◆ The task
Each line of the entries below that holds "helmet" is needed, copied in full.

◆ Data extracted from a collection
====

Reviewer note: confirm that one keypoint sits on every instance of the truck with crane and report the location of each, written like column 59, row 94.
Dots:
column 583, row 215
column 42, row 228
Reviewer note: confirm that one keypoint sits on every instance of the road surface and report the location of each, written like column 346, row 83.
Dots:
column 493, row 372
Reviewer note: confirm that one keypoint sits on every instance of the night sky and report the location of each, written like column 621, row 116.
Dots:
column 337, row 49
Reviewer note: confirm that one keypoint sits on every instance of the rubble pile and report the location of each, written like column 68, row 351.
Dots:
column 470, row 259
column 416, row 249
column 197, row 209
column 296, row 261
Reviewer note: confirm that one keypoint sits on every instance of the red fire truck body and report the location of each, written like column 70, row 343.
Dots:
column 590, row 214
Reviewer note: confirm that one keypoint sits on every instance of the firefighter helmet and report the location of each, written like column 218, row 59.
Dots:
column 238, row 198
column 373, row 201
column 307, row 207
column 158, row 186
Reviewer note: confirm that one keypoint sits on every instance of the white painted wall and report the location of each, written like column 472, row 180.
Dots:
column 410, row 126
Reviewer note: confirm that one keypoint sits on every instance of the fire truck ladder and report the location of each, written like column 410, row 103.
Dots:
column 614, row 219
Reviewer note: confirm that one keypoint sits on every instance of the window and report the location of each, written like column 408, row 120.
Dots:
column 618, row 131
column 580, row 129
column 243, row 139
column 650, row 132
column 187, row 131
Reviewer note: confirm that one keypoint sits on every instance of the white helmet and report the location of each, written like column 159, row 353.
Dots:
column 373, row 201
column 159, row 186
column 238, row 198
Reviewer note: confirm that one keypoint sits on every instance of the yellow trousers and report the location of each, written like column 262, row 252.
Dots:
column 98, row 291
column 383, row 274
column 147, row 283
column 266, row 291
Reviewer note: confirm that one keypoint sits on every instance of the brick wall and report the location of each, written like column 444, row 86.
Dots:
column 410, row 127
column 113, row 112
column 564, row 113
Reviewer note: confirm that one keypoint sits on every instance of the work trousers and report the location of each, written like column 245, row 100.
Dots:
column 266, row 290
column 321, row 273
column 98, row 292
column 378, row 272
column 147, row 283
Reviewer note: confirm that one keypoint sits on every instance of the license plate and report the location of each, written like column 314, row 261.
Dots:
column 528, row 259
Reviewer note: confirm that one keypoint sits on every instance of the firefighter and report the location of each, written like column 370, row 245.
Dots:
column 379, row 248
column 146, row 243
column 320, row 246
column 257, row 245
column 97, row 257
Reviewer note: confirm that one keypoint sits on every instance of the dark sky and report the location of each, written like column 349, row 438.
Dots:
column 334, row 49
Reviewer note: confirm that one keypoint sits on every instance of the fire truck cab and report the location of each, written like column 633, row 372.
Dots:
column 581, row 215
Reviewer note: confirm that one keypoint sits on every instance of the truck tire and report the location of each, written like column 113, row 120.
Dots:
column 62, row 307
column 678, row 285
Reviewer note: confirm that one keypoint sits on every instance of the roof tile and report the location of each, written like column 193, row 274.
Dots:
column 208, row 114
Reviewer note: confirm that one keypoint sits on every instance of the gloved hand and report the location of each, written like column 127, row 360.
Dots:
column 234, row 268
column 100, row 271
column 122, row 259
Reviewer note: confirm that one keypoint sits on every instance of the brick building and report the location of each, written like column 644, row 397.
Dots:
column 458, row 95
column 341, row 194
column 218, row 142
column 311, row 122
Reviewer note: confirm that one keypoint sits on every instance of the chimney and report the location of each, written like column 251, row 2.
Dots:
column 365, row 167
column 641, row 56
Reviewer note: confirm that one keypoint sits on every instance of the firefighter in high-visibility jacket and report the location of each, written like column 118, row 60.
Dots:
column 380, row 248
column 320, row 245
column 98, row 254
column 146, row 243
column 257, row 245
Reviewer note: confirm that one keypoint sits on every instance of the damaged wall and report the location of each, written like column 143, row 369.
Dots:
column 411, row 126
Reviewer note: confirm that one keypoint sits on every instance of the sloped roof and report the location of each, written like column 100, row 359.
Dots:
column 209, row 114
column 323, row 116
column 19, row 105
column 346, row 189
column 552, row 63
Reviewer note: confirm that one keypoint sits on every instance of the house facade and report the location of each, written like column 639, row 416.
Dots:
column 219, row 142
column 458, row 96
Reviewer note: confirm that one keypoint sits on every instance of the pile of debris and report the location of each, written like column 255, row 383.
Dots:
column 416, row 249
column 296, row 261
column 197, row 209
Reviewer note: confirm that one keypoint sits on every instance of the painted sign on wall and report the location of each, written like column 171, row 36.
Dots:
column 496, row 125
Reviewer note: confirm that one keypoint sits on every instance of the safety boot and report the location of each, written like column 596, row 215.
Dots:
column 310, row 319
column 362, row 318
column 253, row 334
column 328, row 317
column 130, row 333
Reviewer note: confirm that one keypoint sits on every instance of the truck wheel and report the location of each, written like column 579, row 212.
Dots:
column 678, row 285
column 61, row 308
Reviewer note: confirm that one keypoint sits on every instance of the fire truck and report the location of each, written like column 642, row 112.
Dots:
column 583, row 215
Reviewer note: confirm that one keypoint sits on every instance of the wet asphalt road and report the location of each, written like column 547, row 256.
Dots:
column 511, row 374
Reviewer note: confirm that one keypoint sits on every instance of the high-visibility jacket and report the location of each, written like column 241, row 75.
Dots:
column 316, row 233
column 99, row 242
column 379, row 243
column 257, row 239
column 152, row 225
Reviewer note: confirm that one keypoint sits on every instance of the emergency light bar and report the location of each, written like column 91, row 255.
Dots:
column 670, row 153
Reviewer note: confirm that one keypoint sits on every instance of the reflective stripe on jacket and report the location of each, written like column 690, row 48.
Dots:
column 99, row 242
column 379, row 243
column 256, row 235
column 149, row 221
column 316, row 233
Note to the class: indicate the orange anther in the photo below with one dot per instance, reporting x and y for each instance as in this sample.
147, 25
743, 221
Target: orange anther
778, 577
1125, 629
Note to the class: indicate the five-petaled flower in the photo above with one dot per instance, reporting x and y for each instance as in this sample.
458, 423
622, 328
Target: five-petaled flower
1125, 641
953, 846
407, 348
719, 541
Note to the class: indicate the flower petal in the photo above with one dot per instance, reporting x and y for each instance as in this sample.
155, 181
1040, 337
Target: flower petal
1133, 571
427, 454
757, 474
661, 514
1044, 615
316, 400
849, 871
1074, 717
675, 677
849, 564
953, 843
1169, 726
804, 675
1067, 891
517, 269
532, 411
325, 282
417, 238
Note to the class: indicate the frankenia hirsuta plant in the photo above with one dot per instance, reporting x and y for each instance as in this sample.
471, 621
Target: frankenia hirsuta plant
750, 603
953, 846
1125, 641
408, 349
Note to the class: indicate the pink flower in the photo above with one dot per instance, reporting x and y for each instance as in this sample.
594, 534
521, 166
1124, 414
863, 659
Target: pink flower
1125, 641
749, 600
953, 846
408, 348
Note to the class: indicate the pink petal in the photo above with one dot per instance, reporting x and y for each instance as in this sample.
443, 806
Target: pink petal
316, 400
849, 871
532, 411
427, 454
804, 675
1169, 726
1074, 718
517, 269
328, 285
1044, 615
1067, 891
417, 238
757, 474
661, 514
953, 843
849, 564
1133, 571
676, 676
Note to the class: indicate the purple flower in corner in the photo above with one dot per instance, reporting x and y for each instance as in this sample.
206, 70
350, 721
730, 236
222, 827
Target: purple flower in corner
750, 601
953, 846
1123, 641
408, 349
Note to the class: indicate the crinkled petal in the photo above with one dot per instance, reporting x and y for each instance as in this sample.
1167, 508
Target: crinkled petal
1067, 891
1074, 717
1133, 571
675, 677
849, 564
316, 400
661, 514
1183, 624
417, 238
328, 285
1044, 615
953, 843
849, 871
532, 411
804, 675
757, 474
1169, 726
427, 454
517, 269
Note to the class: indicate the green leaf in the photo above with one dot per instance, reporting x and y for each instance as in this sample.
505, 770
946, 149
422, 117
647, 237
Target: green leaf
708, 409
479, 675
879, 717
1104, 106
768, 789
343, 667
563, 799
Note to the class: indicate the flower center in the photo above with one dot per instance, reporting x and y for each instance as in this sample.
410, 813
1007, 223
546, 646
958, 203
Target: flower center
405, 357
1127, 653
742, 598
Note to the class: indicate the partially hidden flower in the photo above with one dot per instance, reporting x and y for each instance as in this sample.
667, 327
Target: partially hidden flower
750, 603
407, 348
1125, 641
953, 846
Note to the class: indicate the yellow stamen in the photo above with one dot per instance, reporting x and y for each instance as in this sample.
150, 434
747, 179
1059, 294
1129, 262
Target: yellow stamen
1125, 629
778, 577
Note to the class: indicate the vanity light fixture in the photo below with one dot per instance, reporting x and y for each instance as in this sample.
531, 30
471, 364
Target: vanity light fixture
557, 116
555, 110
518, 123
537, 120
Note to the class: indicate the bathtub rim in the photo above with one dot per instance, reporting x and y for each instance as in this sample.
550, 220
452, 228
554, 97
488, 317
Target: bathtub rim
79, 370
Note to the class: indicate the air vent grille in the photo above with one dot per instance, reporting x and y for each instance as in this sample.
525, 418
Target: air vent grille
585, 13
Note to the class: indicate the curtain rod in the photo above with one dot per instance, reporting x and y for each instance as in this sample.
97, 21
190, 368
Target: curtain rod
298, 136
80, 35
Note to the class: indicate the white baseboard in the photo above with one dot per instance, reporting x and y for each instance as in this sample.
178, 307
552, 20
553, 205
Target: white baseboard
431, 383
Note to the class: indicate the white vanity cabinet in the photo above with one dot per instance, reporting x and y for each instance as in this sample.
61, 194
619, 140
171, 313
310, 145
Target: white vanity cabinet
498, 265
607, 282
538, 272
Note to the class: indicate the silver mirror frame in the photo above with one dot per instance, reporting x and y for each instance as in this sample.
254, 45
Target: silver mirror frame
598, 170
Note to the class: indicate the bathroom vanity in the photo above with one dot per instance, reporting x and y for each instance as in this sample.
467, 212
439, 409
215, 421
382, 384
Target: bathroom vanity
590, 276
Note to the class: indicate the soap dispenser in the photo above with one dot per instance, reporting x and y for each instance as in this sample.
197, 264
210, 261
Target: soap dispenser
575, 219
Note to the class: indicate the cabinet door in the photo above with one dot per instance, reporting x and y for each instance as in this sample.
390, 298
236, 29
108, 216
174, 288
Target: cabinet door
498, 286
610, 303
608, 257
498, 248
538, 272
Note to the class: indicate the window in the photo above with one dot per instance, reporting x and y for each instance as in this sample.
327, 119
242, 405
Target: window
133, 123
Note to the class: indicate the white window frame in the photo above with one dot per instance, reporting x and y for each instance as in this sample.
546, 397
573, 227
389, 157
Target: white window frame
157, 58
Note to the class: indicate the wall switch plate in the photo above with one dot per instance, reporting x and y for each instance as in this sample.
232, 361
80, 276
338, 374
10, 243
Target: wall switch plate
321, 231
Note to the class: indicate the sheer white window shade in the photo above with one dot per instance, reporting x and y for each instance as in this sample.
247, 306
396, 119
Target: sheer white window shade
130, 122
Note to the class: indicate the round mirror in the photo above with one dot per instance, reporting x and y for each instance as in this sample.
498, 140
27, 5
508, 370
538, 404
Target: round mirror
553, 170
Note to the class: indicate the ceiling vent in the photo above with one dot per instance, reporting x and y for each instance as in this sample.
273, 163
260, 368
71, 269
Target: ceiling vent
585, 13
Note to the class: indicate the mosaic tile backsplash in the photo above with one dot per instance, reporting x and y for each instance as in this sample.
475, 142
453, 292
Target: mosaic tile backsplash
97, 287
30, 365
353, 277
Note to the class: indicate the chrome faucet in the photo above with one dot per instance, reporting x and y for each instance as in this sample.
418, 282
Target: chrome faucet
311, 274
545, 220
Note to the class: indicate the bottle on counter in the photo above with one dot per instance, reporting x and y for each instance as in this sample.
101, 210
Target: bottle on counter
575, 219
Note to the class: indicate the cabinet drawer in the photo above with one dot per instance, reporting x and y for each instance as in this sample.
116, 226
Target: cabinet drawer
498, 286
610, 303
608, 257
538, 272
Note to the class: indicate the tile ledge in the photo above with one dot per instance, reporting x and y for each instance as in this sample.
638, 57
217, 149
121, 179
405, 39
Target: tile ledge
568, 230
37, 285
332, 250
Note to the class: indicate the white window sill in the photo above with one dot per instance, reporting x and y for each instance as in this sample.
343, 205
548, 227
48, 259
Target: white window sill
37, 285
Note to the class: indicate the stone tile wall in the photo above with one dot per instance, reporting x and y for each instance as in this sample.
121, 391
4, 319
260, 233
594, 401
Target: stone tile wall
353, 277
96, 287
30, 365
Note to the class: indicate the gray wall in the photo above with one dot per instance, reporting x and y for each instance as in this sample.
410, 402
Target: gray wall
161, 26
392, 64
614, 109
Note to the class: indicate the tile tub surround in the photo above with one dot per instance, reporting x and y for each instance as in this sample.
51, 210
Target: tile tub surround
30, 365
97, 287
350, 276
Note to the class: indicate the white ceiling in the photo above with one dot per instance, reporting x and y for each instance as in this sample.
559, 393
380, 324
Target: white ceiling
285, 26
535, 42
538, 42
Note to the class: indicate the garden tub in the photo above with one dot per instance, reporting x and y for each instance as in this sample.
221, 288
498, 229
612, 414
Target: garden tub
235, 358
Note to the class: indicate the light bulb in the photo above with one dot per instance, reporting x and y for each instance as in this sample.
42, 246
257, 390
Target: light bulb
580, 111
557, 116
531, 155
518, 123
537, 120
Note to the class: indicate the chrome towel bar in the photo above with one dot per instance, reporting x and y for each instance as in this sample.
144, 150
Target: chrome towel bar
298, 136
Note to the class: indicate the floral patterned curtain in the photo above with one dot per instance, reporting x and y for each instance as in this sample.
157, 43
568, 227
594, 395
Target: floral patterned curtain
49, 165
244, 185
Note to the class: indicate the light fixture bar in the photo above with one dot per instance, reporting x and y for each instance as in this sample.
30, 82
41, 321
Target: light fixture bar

====

◆ The completed task
Reviewer note: confirm that one keypoint sits on every instance of the firefighter helmet and report the location of each, written like column 218, row 59.
Reviewer note: confirm that one keypoint sits on every instance of the white helmet and report the location of each, written like column 159, row 353.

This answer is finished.